_Assigned task_: Copy out the entries exactly, and wherever a picture appears, leave it out.

[Data records]
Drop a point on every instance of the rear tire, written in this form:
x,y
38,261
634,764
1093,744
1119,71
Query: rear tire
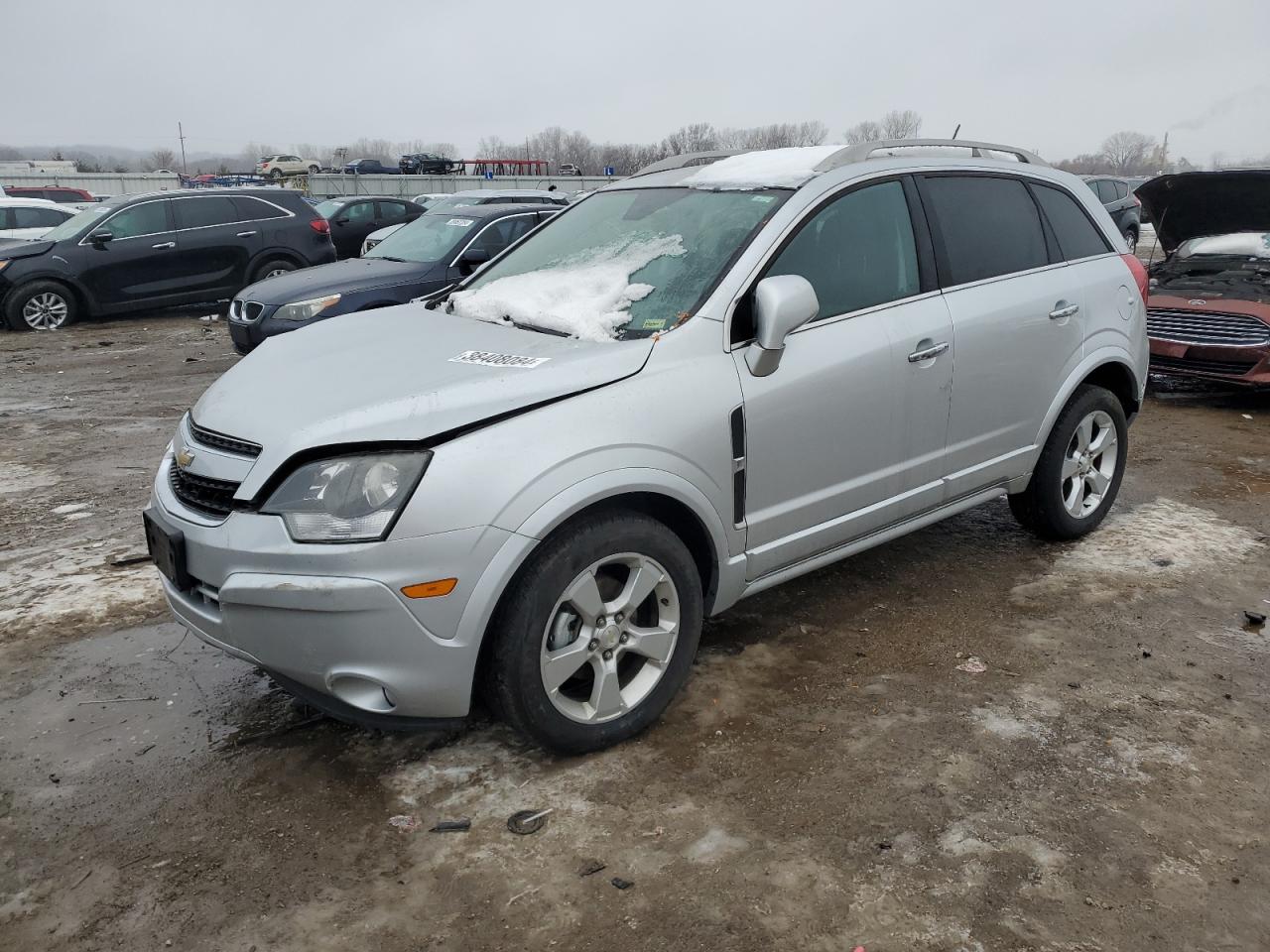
x,y
272,268
1080,468
597,635
41,304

_Result of the task_:
Drop a point on every instance of the rear tire, written in this form:
x,y
38,261
634,764
1093,744
1119,71
Query: rear tire
x,y
272,268
1080,468
597,635
41,304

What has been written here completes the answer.